Ne connaissant pas mes origines, sachant mal de qui j’étais né, je ne pouvais que me rêver, ce qui était un grand bonheur. J’avais besoin d’un mythe fondateur, j’y ai cru, je l’ai aimé. Ça ne me gênait pas que tout commencement soit une tragédie. Puisque ça m’était arrivé dans le réel, je savais qu’il y aurait toujours un héros pour me sauver. « L’épopée qui relate des destins héroïques apparaît à l’aube historique lorsqu’un groupe prend conscience de lui-même, crée ses modèles et se célèbre à travers eux4. »
Que la vie serait fade sans événements menaçants ! Qu’elle est belle et tragique quand une aventure en marque le commencement ! J’avais besoin d’un héros qui ne serait ni divin ni vraiment sacré. Rémi, Oliver Twist, David Copperfield, Jules Vallès et Tarzan vivaient dans un monde de récits merveilleux et terrifiants. Mes héros étaient faits du même sang que le mien, nous traversions les mêmes épreuves de l’abandon, de la malveillance des hommes et de l’injustice des sociétés. Leur épopée me racontait qu’il était possible de s’élever au-dessus de la fadeur des jours et du malheur de vivre.
Quand ils parlent des merveilleux malheurs dont ils ont triomphé, nos héros nous montrent le chemin. Il en est ainsi au départ de toute existence. Quand, lors de notre naissance, nous débarquons au monde, nous ressentons un effroi qui se transforme en chaleur merveilleuse dès qu’une figure d’attachement nous prend dans ses bras, nous apaise et nous montre la voie.
Comment raconter une épopée en termes quotidiens ? On ne peut tout de même pas écrire : « Ulysse a acheté du pain à la boulangerie du coin. Il a trouvé que la baguette était trop chère. » Ce n’est pas ainsi que parlent les héros. Il leur faut de l’emphase et de la poésie pour se placer au-dessus des hommes. Écrivez alors : « Ulysse dans sa juste fureur s’emporta et décida de lutter contre la famine. Il fit fructifier le froment et, grâce à son superpouvoir, distribua du pain aux pauvres. » Voilà comment on se paye de mots. Tel est le langage du héros, c’est celui de l’épopée. Grâce à Ulysse, le peuple affamé put reprendre des forces afin de lutter contre le tyran.
« Je préfère mourir debout que vivre à genoux », a dit Jacques Decour avant d’être fusillé par les soldats allemands5. Voilà comment parle un héros ! Il est mort de cette phrase, mais que c’était beau ! Devant tant de courage et de majesté verbale, je me sens beaucoup mieux.

=-=-=

◆ **CONSIGNE 1**:
Répondez à ces questions sur le passage consacré aux héros :
(a) Quels personnages le narrateur cite-t-il comme ses héros ?
(b) Qui a prononcé la phrase « Je préfère mourir debout que vivre à genoux » ?
(c) Dans l'exemple de la boulangerie, qu'est-ce qu'Ulysse a trouvé trop cher ?
◆ **CONSIGNE 2**:
Recopiez le passage sur les héros depuis « Que la vie serait » jusqu'à « malheur de vivre. » inclus.
◆ **CONSIGNE 3**:
Poursuivez le passage sur les héros après sa dernière phrase.

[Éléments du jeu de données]
=-=-=

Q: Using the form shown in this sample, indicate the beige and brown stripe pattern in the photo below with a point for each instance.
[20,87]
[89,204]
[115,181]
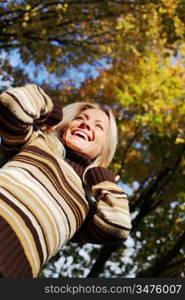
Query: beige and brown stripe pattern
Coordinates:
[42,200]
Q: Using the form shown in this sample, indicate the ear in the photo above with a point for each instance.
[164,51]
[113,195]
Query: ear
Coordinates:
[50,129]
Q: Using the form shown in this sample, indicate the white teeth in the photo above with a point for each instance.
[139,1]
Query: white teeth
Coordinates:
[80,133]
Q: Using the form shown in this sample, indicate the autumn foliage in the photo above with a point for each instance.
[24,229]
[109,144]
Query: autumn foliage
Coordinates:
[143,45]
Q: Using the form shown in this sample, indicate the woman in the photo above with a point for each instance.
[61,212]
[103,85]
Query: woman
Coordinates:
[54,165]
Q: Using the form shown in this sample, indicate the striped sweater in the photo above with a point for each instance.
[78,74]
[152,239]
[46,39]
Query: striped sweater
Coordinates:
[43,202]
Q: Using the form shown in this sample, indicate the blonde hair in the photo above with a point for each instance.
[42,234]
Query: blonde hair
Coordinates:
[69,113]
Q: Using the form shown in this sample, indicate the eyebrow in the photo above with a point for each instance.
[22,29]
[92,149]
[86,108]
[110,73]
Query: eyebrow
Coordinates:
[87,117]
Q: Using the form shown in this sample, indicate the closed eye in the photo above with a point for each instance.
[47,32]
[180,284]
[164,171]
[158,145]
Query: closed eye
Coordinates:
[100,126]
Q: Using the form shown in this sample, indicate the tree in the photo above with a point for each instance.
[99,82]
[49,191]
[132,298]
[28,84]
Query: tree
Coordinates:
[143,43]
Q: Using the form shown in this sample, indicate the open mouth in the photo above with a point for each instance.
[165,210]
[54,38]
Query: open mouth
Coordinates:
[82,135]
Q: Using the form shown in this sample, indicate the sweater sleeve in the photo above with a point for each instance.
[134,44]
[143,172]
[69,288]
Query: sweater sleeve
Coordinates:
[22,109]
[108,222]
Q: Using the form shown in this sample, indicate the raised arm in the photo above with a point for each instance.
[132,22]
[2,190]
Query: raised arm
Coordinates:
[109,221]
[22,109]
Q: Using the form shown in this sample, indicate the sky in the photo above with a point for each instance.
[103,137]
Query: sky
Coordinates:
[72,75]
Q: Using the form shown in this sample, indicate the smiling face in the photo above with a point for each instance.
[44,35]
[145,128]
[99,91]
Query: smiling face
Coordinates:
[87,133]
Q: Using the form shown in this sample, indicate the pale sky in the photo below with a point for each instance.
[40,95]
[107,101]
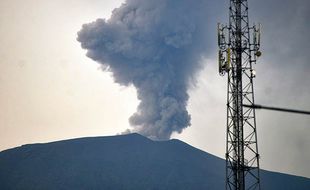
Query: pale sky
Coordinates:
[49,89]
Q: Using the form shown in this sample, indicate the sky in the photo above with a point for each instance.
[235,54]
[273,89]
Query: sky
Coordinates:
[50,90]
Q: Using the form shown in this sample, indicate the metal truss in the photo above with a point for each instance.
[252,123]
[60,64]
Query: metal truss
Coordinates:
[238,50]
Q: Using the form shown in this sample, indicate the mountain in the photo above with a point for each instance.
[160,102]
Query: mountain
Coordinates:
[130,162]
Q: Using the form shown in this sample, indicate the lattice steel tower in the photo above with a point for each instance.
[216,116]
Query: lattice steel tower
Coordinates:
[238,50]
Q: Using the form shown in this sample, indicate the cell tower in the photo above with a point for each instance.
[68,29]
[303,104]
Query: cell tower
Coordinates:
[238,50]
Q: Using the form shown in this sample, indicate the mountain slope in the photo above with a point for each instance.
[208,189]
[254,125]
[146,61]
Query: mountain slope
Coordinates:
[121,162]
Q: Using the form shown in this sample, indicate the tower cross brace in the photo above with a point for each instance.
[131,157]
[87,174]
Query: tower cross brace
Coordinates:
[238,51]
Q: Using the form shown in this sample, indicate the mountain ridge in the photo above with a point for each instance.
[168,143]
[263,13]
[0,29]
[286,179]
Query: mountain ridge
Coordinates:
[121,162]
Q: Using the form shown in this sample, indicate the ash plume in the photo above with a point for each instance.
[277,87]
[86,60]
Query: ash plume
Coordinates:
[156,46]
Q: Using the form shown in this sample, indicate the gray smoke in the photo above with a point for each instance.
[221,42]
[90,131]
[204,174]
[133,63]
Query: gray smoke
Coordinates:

=-=-=

◆ **RÉPONSE RÉDIGÉE 1**:
(a) Rémi, Oliver Twist, David Copperfield, Jules Vallès et Tarzan.
(b) Jacques Decour, avant d'être fusillé par les soldats allemands.
(c) La baguette.

◆ **RÉPONSE RÉDIGÉE 2**:
Que la vie serait fade sans événements menaçants ! Qu’elle est belle et tragique quand une aventure en marque le commencement ! J’avais besoin d’un héros qui ne serait ni divin ni vraiment sacré. Rémi, Oliver Twist, David Copperfield, Jules Vallès et Tarzan vivaient dans un monde de récits merveilleux et terrifiants. Mes héros étaient faits du même sang que le mien, nous traversions les mêmes épreuves de l’abandon, de la malveillance des hommes et de l’injustice des sociétés. Leur épopée me racontait qu’il était possible de s’élever au-dessus de la fadeur des jours et du malheur de vivre.

◆ **RÉPONSE RÉDIGÉE 3**:
Quand j’étais petit, le monde était peuplé de vieux. Quatre-vingts ans plus tard, il n’y a que des jeunes autour de moi. Comment expliquez-vous ça ? Le monde était méchant quand j’étais seul et faible, ignorant de la vie. Mais dès que j’ai été rassuré par une figure familière, le même monde m’a intéressé. C’est l’affection qui m’a sécurisé et m’a donné la force et le plaisir d’explorer la vie. Une tragédie sociale m’avait privé de toute figure familière, le premier lien familial avait été déchiré par la guerre, les substituts éducatifs avaient tenté une suture souvent maladroite, c’est mon héros qui me réconfortait quand je pensais à lui, c’est lui qui me donnait la force d’affronter un réel désespérant. Je devais donc lire, rencontrer et rêver pour me remettre à vivre.
C’est ainsi que j’ai rencontré le Rémi de Sans famille. « Je suis un enfant trouvé », m’a-t-il dit dès la première ligne. Je me suis alors demandé comment il était possible de devenir un homme quand on est sans famille. Quand j’ai croisé Rémi, j’étais âgé de 11 ans, il en avait 10. Ce petit héros parlait de moi, il m’indiquait un chemin de vie possible, malgré tout. Enfant trouvé (donc perdu), c’est l’amour de madame Barberin qui l’avait réchauffé. Mais quand son mari blessé, incapable de travailler, a été renvoyé des chantiers, il a vendu la vache et chassé l’enfant. Rémi, par bonheur, a rencontré un merveilleux substitut artistique, monsieur Vitalis le bien nommé et sa petite troupe composée de trois chiens et d’un singe qui lui ont permis de gagner sa vie en produisant des spectacles dans les villages de France. Quelle poésie ! Malgré son malheur, Rémi et sa nouvelle famille m’ont entraîné à chaque page vers de nouvelles aventures. L’histoire de mon héros me reconstruisait, puisqu’elle me racontait qu’il était possible de reprendre une place dans l’aventure sociale.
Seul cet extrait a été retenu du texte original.